DESCRIPTION OF THE TASK.
Without including any pictures, reproduce all the lines below word for word.

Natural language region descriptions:
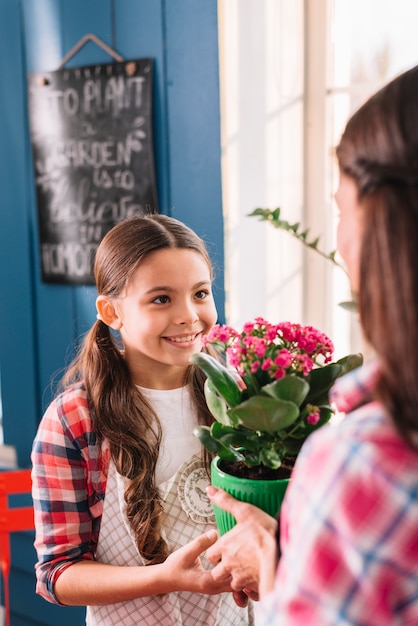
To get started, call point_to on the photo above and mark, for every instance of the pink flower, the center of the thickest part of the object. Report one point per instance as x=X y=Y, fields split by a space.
x=313 y=418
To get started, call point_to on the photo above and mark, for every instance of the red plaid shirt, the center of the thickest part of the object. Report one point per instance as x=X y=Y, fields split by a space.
x=349 y=524
x=69 y=483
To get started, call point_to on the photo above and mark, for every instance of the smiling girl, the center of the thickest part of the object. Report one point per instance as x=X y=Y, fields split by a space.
x=118 y=479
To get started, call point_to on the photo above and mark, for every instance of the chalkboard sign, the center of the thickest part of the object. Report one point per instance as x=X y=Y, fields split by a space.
x=92 y=143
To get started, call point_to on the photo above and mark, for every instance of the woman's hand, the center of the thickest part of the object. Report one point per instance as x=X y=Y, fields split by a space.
x=184 y=570
x=246 y=555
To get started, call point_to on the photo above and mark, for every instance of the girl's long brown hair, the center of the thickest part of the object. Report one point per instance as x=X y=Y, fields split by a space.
x=120 y=412
x=379 y=150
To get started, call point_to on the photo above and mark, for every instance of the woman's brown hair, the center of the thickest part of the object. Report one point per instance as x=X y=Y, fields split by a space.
x=120 y=412
x=379 y=150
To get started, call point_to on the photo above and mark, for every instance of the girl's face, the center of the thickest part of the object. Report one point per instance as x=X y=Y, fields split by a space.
x=350 y=227
x=167 y=307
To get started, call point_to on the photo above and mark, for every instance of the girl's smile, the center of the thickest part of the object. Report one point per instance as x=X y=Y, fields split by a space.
x=166 y=309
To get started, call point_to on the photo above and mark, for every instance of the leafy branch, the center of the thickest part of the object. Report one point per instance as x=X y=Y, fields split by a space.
x=273 y=217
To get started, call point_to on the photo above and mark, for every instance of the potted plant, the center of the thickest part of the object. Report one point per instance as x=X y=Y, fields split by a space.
x=269 y=397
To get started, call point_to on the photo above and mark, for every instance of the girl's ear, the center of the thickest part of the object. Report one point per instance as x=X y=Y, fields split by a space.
x=107 y=312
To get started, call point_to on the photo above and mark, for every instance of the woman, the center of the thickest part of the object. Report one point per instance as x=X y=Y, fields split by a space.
x=349 y=523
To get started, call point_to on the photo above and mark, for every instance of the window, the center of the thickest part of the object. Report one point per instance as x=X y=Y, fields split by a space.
x=291 y=73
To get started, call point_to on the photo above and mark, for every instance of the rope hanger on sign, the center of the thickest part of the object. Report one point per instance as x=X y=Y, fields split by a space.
x=82 y=42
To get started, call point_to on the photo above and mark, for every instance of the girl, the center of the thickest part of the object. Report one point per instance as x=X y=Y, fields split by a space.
x=118 y=482
x=349 y=523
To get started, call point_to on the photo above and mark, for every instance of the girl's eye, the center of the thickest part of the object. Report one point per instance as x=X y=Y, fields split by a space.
x=161 y=300
x=201 y=294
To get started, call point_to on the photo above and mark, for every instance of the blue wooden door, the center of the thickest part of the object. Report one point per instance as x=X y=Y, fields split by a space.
x=42 y=323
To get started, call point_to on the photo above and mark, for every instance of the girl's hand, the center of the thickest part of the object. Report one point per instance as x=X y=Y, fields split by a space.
x=185 y=572
x=246 y=555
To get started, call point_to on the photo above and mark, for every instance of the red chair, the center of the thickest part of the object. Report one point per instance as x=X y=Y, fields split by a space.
x=12 y=519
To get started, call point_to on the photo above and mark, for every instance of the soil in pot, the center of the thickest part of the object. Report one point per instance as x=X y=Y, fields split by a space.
x=259 y=472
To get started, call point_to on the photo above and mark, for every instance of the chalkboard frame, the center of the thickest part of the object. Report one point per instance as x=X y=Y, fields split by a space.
x=93 y=152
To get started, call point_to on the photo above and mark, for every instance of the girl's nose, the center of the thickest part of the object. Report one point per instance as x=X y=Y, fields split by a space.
x=187 y=313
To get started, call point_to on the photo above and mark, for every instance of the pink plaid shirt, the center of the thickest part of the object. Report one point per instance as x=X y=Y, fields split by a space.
x=68 y=487
x=349 y=523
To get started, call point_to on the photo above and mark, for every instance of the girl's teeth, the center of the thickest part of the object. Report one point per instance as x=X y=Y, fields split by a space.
x=181 y=339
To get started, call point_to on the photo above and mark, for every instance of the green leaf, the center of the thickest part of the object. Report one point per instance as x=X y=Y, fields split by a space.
x=216 y=403
x=205 y=438
x=321 y=380
x=270 y=458
x=220 y=376
x=290 y=388
x=350 y=362
x=266 y=414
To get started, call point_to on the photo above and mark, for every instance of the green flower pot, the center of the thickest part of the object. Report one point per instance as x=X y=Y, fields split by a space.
x=265 y=494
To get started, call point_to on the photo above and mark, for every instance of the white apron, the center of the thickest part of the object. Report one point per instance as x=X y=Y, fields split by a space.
x=188 y=515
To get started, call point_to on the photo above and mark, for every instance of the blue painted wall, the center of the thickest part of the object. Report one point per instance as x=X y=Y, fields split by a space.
x=41 y=323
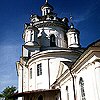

EXERCISE RESPONSE.
To get started, call point_to on the photo above and mark, for every instance of the pink flower, the center of the thickest part of the object. Report one point per instance as x=X y=Y, fields split by a space.
x=313 y=418
To get started, call point_to on the photo above and mark, for every instance of the red plaid shirt, the center of the thickest part of the object. Report one point per instance as x=X y=Y, fields split by a space.
x=349 y=524
x=69 y=483
To get started, call point_to on the photo above and mark, for every instance of the smiling girl, the center of the thickest part of the object. Report one point per instance as x=X y=Y, fields split by a space.
x=118 y=479
To get started, call point_to on the photo above and mark, for every instance of the chalkboard sign, the center of the thickest part of the object. Report one point per instance as x=X y=Y, fields split by a space.
x=92 y=143
To get started, call point_to on the photo above and mark, for every instance of the woman's hand, the center of the thickest part of the object. Report one point per instance as x=X y=Y, fields split by a space.
x=184 y=570
x=246 y=555
To get started, call point_to on the photo above and mark, for every instance of the girl's long brown hair, the center of the thickest part of the object. Report one point per instance as x=X y=Y, fields split by a space.
x=120 y=412
x=379 y=150
To get started, call point_to on the photo above and mark, for every instance of the woman's brown hair, the center of the thickest part of the object. Report one point per instance as x=X y=Y, fields split by a space.
x=120 y=412
x=379 y=150
To get started, call point_to on the photo above and mark, for every instance of the girl's face, the center of the thickest part of the object. Report one point per instance as x=X y=Y, fields split by a space.
x=350 y=227
x=167 y=307
To get started, call point_to on the photo above and mark, for every instance of the girl's smile, the center of the thickest part of the object. Report one point per instance as x=X y=Y, fields split by a space.
x=166 y=309
To get started, call point_to on the photo above and mark, for every instance of the leafy branch, the center of the thickest part of the object. Report one point per instance as x=X y=Y, fields split by a space.
x=273 y=217
To get started, call point_to on the photo above and mark, for every instance of the potted plant, the center of the thickest part of the object. Report one point per instance as x=X y=Y, fields split by a space.
x=269 y=397
To get started, call point_to on the photo above and mark, for every instance of the girl's ear, the center of the thickest part of the object. Report one point per instance as x=X y=Y, fields split by a space.
x=107 y=312
To get started, call point_to on the photo above and mark, for every instance of the woman, the center of the thickest part of the object. Report one point per instance as x=X y=Y, fields split by a space.
x=349 y=523
To get started, call point_to on the photo above and mark, for every instance of the window, the center of the thickest part of the object. Report one point per instance as x=X y=Y, fields split by a space.
x=291 y=73
To get started, call point_to on the photo above and mark, for every instance of the rope hanger on sign, the center of the thickest part of the object. Report one point per instance as x=X y=Y, fields split by a space.
x=82 y=42
To get started, call point_to on the photo above and mark, for every instance of the girl, the center of the thickest part of the object. Report one point per instance as x=X y=Y, fields split by a space.
x=118 y=482
x=349 y=523
To get started, call point_to on the photo above and mark, for every instance of the girl's eye, the center of the thickest part of the object. Report one point per instance as x=X y=Y, fields split by a space.
x=161 y=300
x=201 y=294
To get started, call point_to on the photo above and mark, for every instance of the blue wooden door, the center of the thickest part of the object. Report one point per instance as x=X y=Y, fields split by a space.
x=42 y=323
To get started, call point_to on the photo above and mark, for every instance of the girl's hand, the center of the thickest part of the object. Report one point per instance as x=X y=Y, fields split by a space.
x=185 y=572
x=246 y=555
To get started, call point_to on the photo above and mark, for every instance of the red chair, the center of the thickest part of the object. Report one point per instance as x=X y=Y, fields split by a space.
x=12 y=519
To get started, call point_to on the photo above and mark, for every instance of the soil in pot, the center of the thickest part of the object. Report one point per instance as x=X y=Y, fields split by a space.
x=259 y=472
To get started, call point_to on the photo above and mark, for every instance of the chalkboard frame, the center of the thickest part of the object. Report one point per instance as x=X y=Y, fields split by a space.
x=93 y=152
To get started, call point_to on the photo above and mark, for every instance of the girl's nose, the center of the thickest part of the object. Report one point per instance as x=X y=Y, fields split by a space.
x=187 y=313
To get started, call point_to on the photo above and mark, for every instance of the pink plaid shirt, the center of the thickest part of the object. Report one point per instance as x=X y=Y, fields split by a space.
x=68 y=487
x=349 y=523
To get started, call point_to on the photo above and mark, for every instance of the girl's teeth, the center of the thickest part of the object. Report one point per instance as x=X y=Y, fields split by a space.
x=181 y=339
To get started, call point_to on the photo above and mark, for every instance of the green leaf, the center of the thickest part of the object. Report one point per instance as x=X y=Y, fields split by a space.
x=216 y=403
x=205 y=438
x=321 y=380
x=270 y=458
x=220 y=376
x=290 y=388
x=350 y=362
x=266 y=414
To get started, call point_to on the photo above and mark, for every instance of the green flower pot, the center of the thickest part of the object. Report one point per instance as x=X y=Y, fields split by a space.
x=265 y=494
To get started, call point_to on the photo above and mark, for every instance of the white apron, the center of the thickest part of the object. Report one point per instance as x=X y=Y, fields split by a space.
x=188 y=515
To get started, call point_to on the photo above and mark, for every instance of the blue painted wall, the center of the thickest part of the object. Report one point per instance as x=X y=Y, fields split by a space.
x=41 y=323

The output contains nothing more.